Exercise requirements: In the passage on traits below, which operator does neptune use to compare objects?

Supplied passage:
* BEGIN *
Traits

One of the changes we’ve made in going from smalltalk to neptune, beyond pure syntax, is in the object model. We’ve added an optional type system and introduced two new concepts: traits and protocols. I don’t mean new in the sense that we invented them, they’re pretty well known actually, but they’re new in the sense that they’re not part of standard smalltalk. In this post I’ll give a brief introduction to traits.

Smalltalk’s single inheritance model is clean and simple, but it also has many limitations. The most obvious limitation is that a class can only share code with one other class, its superclass. In addition, there are also more conceptual limitations. If I create a subclass B of class A, an instance of B should be considered a special case of an instance of A. The typical toy example of this is animals. Let’s say that the class Eagle extends the class Bird which extends the class Animal. This models the fact that an eagle is a bird and a bird is an animal. On the other hand, a bat shares many of the characteristics of a bird but it is not a bird so the class Bat cannot inherit from Bird. Even though there is much code in the class Bird that could be used in class Bat, single inheritance doesn’t allow them to share code because it is just conceptually wrong. I guess this is a pretty poor example but at least if someone disagrees and believes a bat can be implemented by using parts of birds I can just sit back and wait for the villagers with torches and pitchforks to take care of him. But I digress.

C++, another ancestor of neptune, has multiple inheritance which at least solves some of the problem — a class can now share code with more than one other class — but introduces so many other problems that we’ve never really considered it as a serious alternative. The solution we’ve decided to go for is traits. Traits seem to be slowly making their way into the mainstream as a more flexible way of sharing code between classes; variants can be found in languages such as perl6, scala and fortress.

To explain how traits work in neptune I’ll show you an example from our libraries. One place where we’ve used traits in our libraries is for implementing relational operators such as <, >=, etc. In most languages I know, the standard way of making an object x comparable to other objects is to add a method to x that takes the object to compare it with, y, and returns an integer signifying whether x is less than, equal to, or greater than y. In java that method is compareTo: if x is less than y, x.compareTo(y) returns a negative number, if they're equal it returns zero and if x is greater than y it returns a positive number. In neptune, we use the spaceship operator, <=>, for comparing objects. For instance,

"aardvark" <=> "zebra"

returns a negative number because the string "aardvark" is lexicographically less than "zebra". That's all nice and general but it is not very convenient or readable. Writing

if ((x <=> y) < 0) return y;

is a lot less clear than writing

if (x < y) return y;

This is where traits come in. Since the relational operators are completely defined by the comparison operator I can implement the relational operators as a trait:

trait TRelation {

require int operator <=>(var that);

bool operator ==(var that) {
return (this <=> that) == 0;
}

bool operator <(var that) {
return (this <=> that) < 0;
}

// ... and >=, <=, !=, > ...
* END *
Provided information:
* BEGIN *
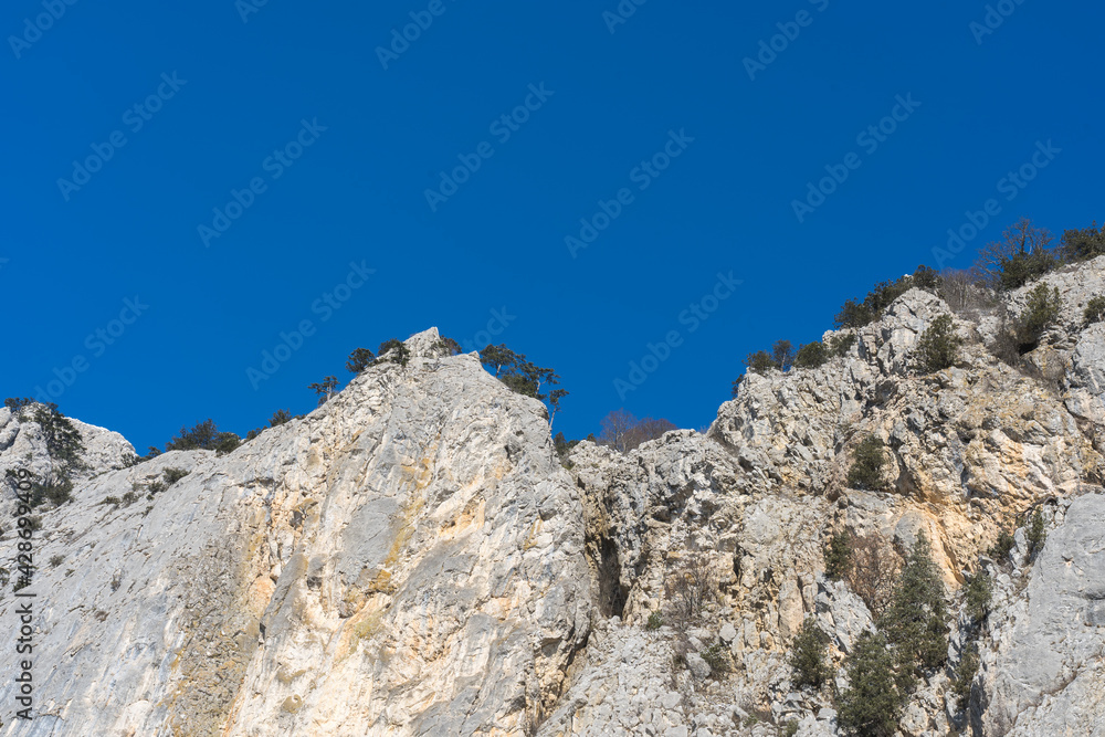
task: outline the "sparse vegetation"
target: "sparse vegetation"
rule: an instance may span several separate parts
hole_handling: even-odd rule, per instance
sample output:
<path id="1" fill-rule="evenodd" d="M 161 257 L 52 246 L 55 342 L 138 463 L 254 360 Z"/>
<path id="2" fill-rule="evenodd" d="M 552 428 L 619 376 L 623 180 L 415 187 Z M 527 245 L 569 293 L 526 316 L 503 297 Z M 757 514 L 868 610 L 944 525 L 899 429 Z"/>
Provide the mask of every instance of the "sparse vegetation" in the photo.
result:
<path id="1" fill-rule="evenodd" d="M 993 581 L 990 580 L 990 575 L 979 570 L 969 576 L 964 592 L 967 617 L 971 623 L 978 624 L 990 613 L 990 600 L 993 598 Z"/>
<path id="2" fill-rule="evenodd" d="M 825 578 L 841 581 L 852 568 L 852 536 L 842 529 L 829 538 L 824 549 Z"/>
<path id="3" fill-rule="evenodd" d="M 978 647 L 971 644 L 959 659 L 951 677 L 951 693 L 956 696 L 956 710 L 958 712 L 965 712 L 970 704 L 971 683 L 975 681 L 975 674 L 978 673 Z"/>
<path id="4" fill-rule="evenodd" d="M 729 654 L 729 649 L 720 642 L 703 647 L 698 655 L 706 661 L 711 673 L 715 675 L 733 671 L 733 656 Z"/>
<path id="5" fill-rule="evenodd" d="M 445 336 L 441 336 L 434 340 L 432 348 L 439 356 L 456 356 L 463 350 L 461 348 L 461 344 L 456 343 L 452 338 L 446 338 Z"/>
<path id="6" fill-rule="evenodd" d="M 1101 323 L 1105 319 L 1105 296 L 1097 295 L 1096 297 L 1091 297 L 1086 303 L 1086 309 L 1082 316 L 1086 320 L 1086 325 Z"/>
<path id="7" fill-rule="evenodd" d="M 878 629 L 894 646 L 898 685 L 912 687 L 920 671 L 934 668 L 948 656 L 947 609 L 944 582 L 929 551 L 928 538 L 918 535 L 894 587 L 890 606 L 878 618 Z"/>
<path id="8" fill-rule="evenodd" d="M 821 688 L 831 674 L 827 650 L 829 636 L 818 627 L 817 620 L 808 617 L 802 629 L 790 645 L 790 681 L 797 688 Z"/>
<path id="9" fill-rule="evenodd" d="M 516 354 L 504 345 L 488 345 L 480 351 L 480 361 L 512 391 L 546 402 L 549 424 L 552 423 L 560 409 L 560 400 L 568 396 L 567 389 L 552 388 L 560 383 L 560 377 L 552 369 L 541 368 L 524 354 Z"/>
<path id="10" fill-rule="evenodd" d="M 901 565 L 898 556 L 877 533 L 854 537 L 851 544 L 851 565 L 844 580 L 848 588 L 863 599 L 876 619 L 886 610 L 894 594 Z"/>
<path id="11" fill-rule="evenodd" d="M 1029 560 L 1035 560 L 1040 551 L 1043 550 L 1043 544 L 1048 539 L 1048 531 L 1044 529 L 1043 525 L 1043 513 L 1036 509 L 1032 514 L 1032 518 L 1029 523 L 1029 529 L 1024 535 L 1029 544 Z"/>
<path id="12" fill-rule="evenodd" d="M 311 389 L 318 394 L 318 406 L 322 407 L 330 400 L 330 397 L 337 393 L 338 378 L 336 376 L 328 376 L 322 381 L 307 385 L 307 389 Z"/>
<path id="13" fill-rule="evenodd" d="M 390 355 L 389 355 L 390 354 Z M 380 344 L 380 347 L 376 351 L 376 362 L 379 364 L 383 360 L 390 360 L 392 364 L 399 364 L 402 368 L 407 368 L 407 364 L 411 359 L 411 349 L 407 347 L 407 344 L 399 338 L 390 338 Z M 385 358 L 388 356 L 388 358 Z"/>
<path id="14" fill-rule="evenodd" d="M 836 698 L 836 716 L 845 734 L 891 737 L 905 705 L 895 681 L 894 657 L 882 633 L 863 632 L 844 661 L 849 687 Z"/>
<path id="15" fill-rule="evenodd" d="M 817 368 L 825 364 L 829 358 L 830 352 L 825 344 L 815 340 L 799 347 L 798 354 L 794 356 L 794 366 L 797 368 Z"/>
<path id="16" fill-rule="evenodd" d="M 664 588 L 674 619 L 684 628 L 698 621 L 703 608 L 717 594 L 714 571 L 702 554 L 693 554 L 677 564 Z"/>
<path id="17" fill-rule="evenodd" d="M 189 430 L 188 428 L 181 428 L 180 434 L 175 435 L 172 440 L 165 444 L 166 452 L 168 451 L 215 451 L 219 455 L 224 453 L 231 453 L 239 445 L 242 444 L 242 440 L 232 432 L 220 432 L 218 425 L 215 425 L 214 420 L 210 418 L 200 422 Z M 155 449 L 150 449 L 151 451 Z M 157 455 L 156 453 L 152 455 Z M 152 457 L 152 455 L 150 457 Z"/>
<path id="18" fill-rule="evenodd" d="M 350 373 L 360 373 L 376 362 L 376 356 L 368 348 L 354 348 L 346 360 L 346 370 Z"/>
<path id="19" fill-rule="evenodd" d="M 1009 554 L 1012 552 L 1013 546 L 1017 545 L 1017 540 L 1013 538 L 1013 534 L 1009 529 L 1002 527 L 1001 531 L 998 533 L 998 539 L 990 546 L 986 555 L 990 556 L 998 562 L 1004 562 L 1009 560 Z"/>
<path id="20" fill-rule="evenodd" d="M 644 418 L 638 420 L 631 412 L 624 409 L 610 412 L 600 422 L 602 432 L 599 433 L 598 444 L 612 448 L 619 453 L 628 453 L 642 443 L 656 440 L 665 432 L 677 428 L 663 418 L 653 420 Z"/>
<path id="21" fill-rule="evenodd" d="M 1061 251 L 1071 263 L 1105 255 L 1105 227 L 1098 228 L 1095 220 L 1090 228 L 1063 231 Z"/>
<path id="22" fill-rule="evenodd" d="M 1055 324 L 1063 309 L 1063 298 L 1059 288 L 1048 288 L 1046 284 L 1038 284 L 1029 293 L 1028 304 L 1017 320 L 1017 339 L 1021 344 L 1021 352 L 1035 347 L 1044 331 Z"/>
<path id="23" fill-rule="evenodd" d="M 940 315 L 925 328 L 917 341 L 917 368 L 923 373 L 935 373 L 955 366 L 964 339 L 956 334 L 950 315 Z"/>
<path id="24" fill-rule="evenodd" d="M 848 470 L 848 485 L 871 492 L 884 487 L 883 468 L 886 466 L 885 443 L 874 434 L 860 441 L 852 454 L 852 465 Z"/>
<path id="25" fill-rule="evenodd" d="M 161 475 L 165 477 L 165 483 L 169 486 L 172 486 L 178 481 L 187 476 L 189 473 L 191 472 L 185 471 L 183 468 L 166 468 L 164 472 L 161 472 Z"/>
* END *
Exercise solution: Neptune uses the spaceship operator, <=>.